[What needs to be done] In the article on economic populism and cryptocurrency below, copy word for word the passage between "You didn’t get" and "about two things.", inclusive.

[Document passage]
— Begin —

TEXT JOIN TO 77022

Economic Populism and Cryptocurrency

The globalist international body that represents the world’s central banks, the Bank for International Settlements (BIS), based in Basel, Switzerland, has claimed that globalization has been made a “scapegoat” for rising inequality, as it launched a defense of closer cross-border ties and integration in yet another annual report that is read mostly by bankers.

You didn’t get a copy and read every sentence?

Well, it may have been tucked away on the very back page of your local newspaper. More likely, it didn’t even make that cut. But it most certainly was read at the U.S. Federal Reserve Bank and all its equivalents in capitals around the world.

Here’s the gist: the bankers are worried, very worried about two things.

Globalization no longer sets the standard for the political and economic order. Cosmopolitan and globalist values are not ascendant. Indeed, national sovereignty has been growing stronger. The election of Joe Biden and subsequent reaction has only made populism stronger and more militant. Emmanuel Macron is in trouble in France and Italy is poised to go right.

Transnational, multilateral, and supranational organizations and their networks, experts, and regulators are everywhere on the defensive. Economic populism is here to stay. We seem to be at an inflection point and the tide has decidedly turned. The Great World Economic Forum Reset is failing.

Yes, globalization itself is now on the ebb even if it draws a last gasp for air under Joe Biden and his Davos allies. Economic and political populism is surging—picture a rushing incoming tide—and central bankers are afraid.

The other concern is the surge in cryptocurrencies worldwide. These are outside the control of the powerful central banks and it scares them out of their wits to know individuals, companies, and other entities (not all criminal, either) have adopted blockchain as the technology of preference.

A cryptocurrency is a digital or virtual currency that is secured by cryptography, which makes it nearly impossible to counterfeit or double-spend. Many cryptocurrencies are decentralized networks based on blockchain technology—a distributed ledger enforced by a disparate network of computers. A defining feature of cryptocurrencies is that they are generally not issued by any central authority, rendering them theoretically immune to government interference or manipulation. The takeaway here is “out of government control,” and ergo, grassroots-populist by definition. This trend can eventually put the central banks out of business and lay bare their monetary controls.

Modern-era populism itself dates from the 19th-century pushback against the gold standard and the popular suffering inflicted by deflation. Today’s economic populism is avidly anti-establishment, anti-elitist, and opposes all forms of globalization and globalist governance. It is politically neutral in many respects, since many of today’s populists support both the gold standard and cryptocurrency as antidotes to the all-powerful banking cartel of our own time.

In fact, economic history and economic theory both provide strong reasons to suggest that the advanced stages of globalization are necessary preconditions for such a backlash—which has both right- and left-wing variants, and manifests everywhere from the 2016 Trump election and Brexit to current European politics and throughout Latin America, and even in India.

Whether along ethno-cultural cleavages or along income-class lines, these forms of populism are predictable and logical phenomena. It should surprise no one then that the pendulum has swung so far in these directions, nor that opportunists at today’s DNC encourage rifts to reap whirlwinds of political advantage, acting irresponsibly as a political class against the peace and prosperity of the people they seek to govern.

— End —

[Dataset excerpt]
— Begin —

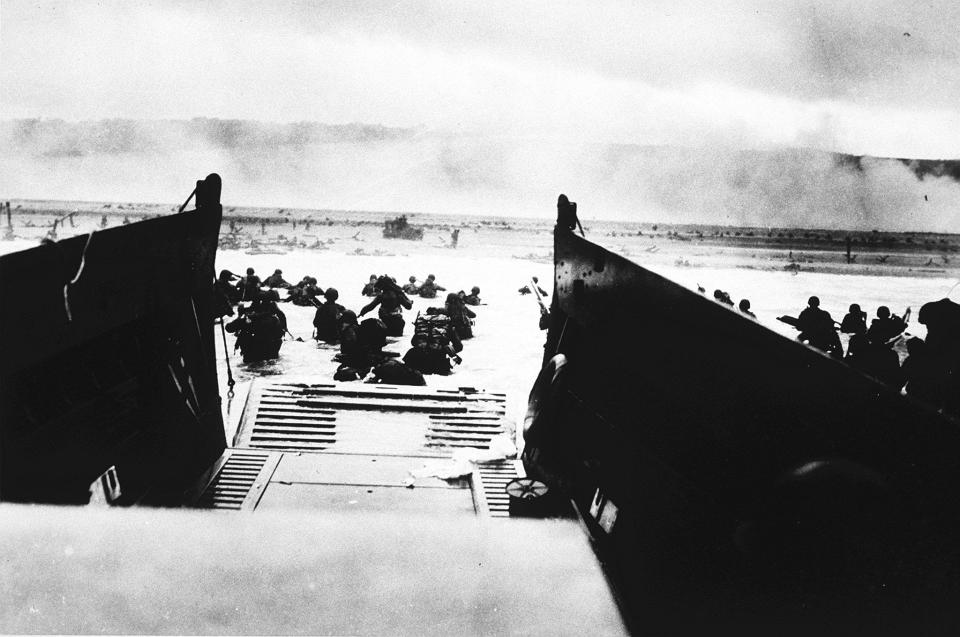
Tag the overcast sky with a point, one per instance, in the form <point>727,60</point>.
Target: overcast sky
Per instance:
<point>867,76</point>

— End —

[The solution]
You didn’t get a copy and read every sentence?

Well, it may have been tucked away on the very back page of your local newspaper. More likely, it didn’t even make that cut. But it most certainly was read at the U.S. Federal Reserve Bank and all its equivalents in capitals around the world.

Here’s the gist: the bankers are worried, very worried about two things.